_How to complete this task:_ What lines of the material below include the string "grille"? Copy all of them.
┌──
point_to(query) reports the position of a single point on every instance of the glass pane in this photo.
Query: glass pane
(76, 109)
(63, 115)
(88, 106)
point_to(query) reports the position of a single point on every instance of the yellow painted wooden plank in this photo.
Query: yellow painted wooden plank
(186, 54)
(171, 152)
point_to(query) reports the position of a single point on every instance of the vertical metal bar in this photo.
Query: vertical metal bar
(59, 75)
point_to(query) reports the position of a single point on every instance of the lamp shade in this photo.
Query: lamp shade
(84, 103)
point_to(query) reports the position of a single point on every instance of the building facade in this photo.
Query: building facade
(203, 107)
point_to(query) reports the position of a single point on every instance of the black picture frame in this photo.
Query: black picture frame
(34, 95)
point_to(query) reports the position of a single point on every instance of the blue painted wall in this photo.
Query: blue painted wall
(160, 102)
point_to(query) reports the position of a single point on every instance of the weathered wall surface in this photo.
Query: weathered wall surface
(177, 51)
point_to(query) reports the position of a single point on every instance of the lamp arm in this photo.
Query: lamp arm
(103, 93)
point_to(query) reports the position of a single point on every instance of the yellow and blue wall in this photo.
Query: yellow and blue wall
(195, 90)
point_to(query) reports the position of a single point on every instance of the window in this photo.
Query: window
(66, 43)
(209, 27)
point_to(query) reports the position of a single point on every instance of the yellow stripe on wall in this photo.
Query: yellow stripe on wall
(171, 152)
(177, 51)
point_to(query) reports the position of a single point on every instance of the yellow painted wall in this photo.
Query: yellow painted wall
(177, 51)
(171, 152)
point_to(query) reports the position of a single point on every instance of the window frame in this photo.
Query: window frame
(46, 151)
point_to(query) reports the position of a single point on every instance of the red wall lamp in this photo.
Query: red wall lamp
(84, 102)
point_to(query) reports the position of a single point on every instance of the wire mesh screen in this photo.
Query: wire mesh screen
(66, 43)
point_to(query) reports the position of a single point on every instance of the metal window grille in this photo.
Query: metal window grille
└──
_Output of the task:_
point_to(query) reports the position of a single point on every instance of the metal window grille in this photo.
Query: metal window grille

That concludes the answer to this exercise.